> _PASSAGE TO READ_
--- begin ---

Bulls need to pick up their defense here. giving up easy jumpers to the blazers.


----------



## someone (Jul 17, 2007)

roy is heating up with 14 points now.


----------



## someone (Jul 17, 2007)

bulls ball. kirk misses a 3 rebound to smith, noce misses a 3. see guys stop settling for 3's you haven't hit all game.


----------



## someone (Jul 17, 2007)

Noce a missed 3, wallace rebound, kirk drives to the lane and hits one finally!


----------



## someone (Jul 17, 2007)

adridge misses the shot and bulls ball.


----------



## someone (Jul 17, 2007)

Noce a missed 3, wallace rebound, kirk drives to the lane and hits one finally! he's got 10 points.


----------



## someone (Jul 17, 2007)

nice dunk by Alridge!


----------



## someone (Jul 17, 2007)

foul on joe smith- that's 2 on him.


----------



## someone (Jul 17, 2007)

martel webster for a 3, bulls ball and he hits a two. 25 minutes 16 points for him.


----------



## someone (Jul 17, 2007)

joe smith pushes travis outlaw


----------



## someone (Jul 17, 2007)

outlaw goes out of bounds, bulls ball.


----------



## someone (Jul 17, 2007)

kirk dribbles and passes to joe smith for 2


----------



## someone (Jul 17, 2007)

webster over noce for a miss, hinrich with the ball now, to gordon, joe smith turnaround shot in the post for 2


----------



## someone (Jul 17, 2007)

outlaw jumper for 2, 59-67 blls lead with 2 minutes left. bulls miss by hinrich. noah in the game.

--- end ---

> _SUPPLIED MATERIAL_
--- begin ---

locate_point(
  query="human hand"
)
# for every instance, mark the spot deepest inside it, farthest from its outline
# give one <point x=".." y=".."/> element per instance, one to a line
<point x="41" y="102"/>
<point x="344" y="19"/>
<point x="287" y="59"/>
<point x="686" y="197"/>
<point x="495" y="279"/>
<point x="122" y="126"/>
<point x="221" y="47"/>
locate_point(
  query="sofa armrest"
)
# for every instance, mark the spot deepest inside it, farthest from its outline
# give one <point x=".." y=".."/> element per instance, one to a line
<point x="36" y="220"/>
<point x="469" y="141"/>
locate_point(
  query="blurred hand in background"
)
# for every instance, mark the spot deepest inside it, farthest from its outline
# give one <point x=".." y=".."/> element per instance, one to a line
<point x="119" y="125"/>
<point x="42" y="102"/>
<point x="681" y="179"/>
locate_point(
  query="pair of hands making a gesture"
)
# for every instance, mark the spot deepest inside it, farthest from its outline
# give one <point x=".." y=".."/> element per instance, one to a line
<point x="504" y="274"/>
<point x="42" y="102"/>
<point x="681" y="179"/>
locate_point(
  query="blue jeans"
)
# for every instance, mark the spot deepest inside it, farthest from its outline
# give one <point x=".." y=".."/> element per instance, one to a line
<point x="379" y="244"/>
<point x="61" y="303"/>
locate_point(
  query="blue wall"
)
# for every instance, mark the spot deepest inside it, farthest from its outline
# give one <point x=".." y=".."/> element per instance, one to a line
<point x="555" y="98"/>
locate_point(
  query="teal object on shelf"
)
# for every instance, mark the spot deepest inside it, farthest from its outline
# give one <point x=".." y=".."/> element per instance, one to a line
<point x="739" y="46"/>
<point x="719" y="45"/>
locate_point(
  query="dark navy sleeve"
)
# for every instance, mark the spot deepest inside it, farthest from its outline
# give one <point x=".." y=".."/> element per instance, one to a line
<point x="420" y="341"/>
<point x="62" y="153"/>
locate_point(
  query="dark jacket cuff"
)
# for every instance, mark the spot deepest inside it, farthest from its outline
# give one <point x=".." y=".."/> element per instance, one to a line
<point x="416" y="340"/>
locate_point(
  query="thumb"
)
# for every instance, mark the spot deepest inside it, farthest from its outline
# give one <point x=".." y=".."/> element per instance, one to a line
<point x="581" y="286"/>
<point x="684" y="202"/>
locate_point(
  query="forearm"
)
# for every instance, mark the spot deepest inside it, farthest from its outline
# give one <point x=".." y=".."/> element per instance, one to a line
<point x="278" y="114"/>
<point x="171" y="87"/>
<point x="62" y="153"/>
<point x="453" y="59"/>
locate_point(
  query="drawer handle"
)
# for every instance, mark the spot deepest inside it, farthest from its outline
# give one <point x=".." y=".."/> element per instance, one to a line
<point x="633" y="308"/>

--- end ---
--- begin ---

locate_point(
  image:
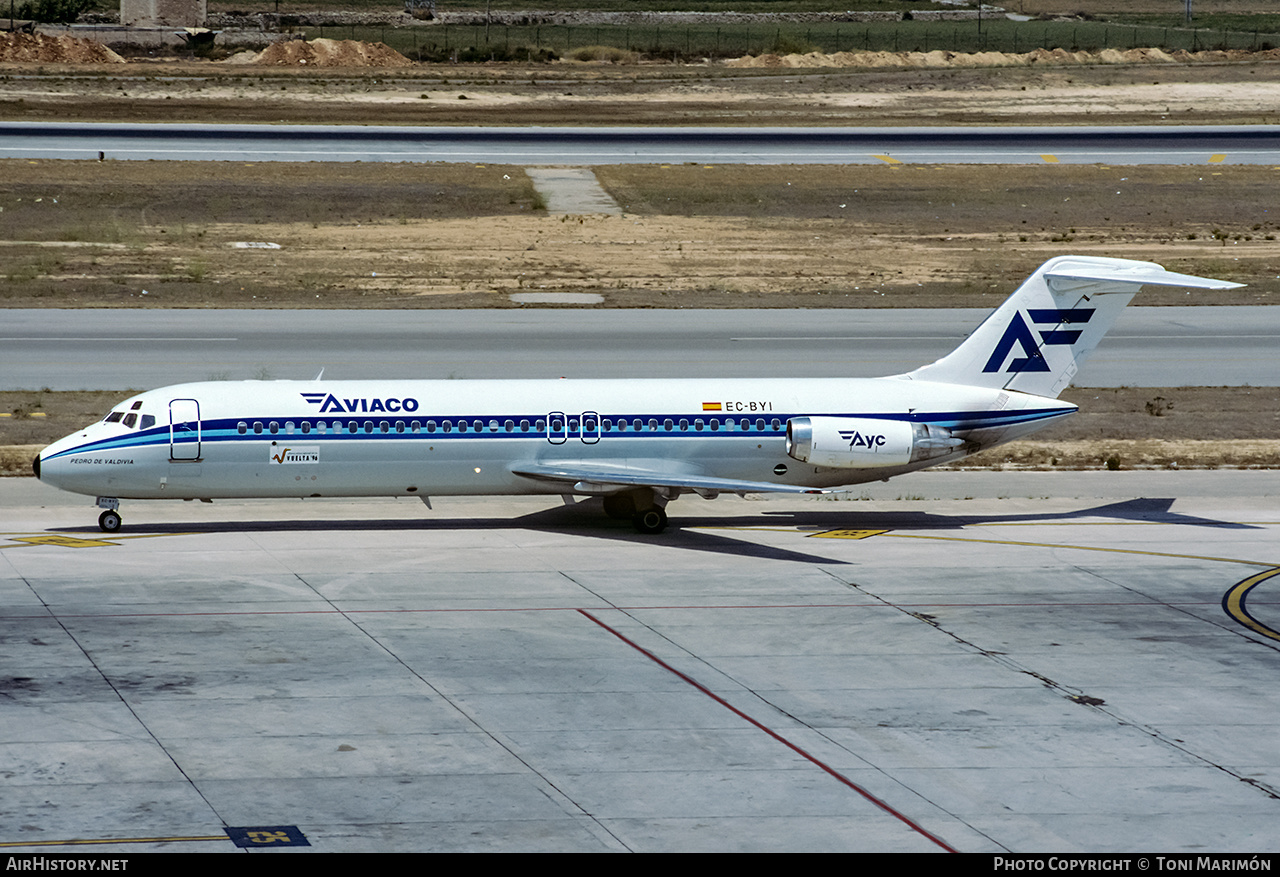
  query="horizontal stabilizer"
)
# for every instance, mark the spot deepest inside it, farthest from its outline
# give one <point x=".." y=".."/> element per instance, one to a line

--- end ---

> _DIRECTIONS_
Copy the Bulls–Blazers game thread word for word from "Bulls need to" to "14 points now.".

> _RESULT OF THIS TASK_
Bulls need to pick up their defense here. giving up easy jumpers to the blazers.


----------



## someone (Jul 17, 2007)

roy is heating up with 14 points now.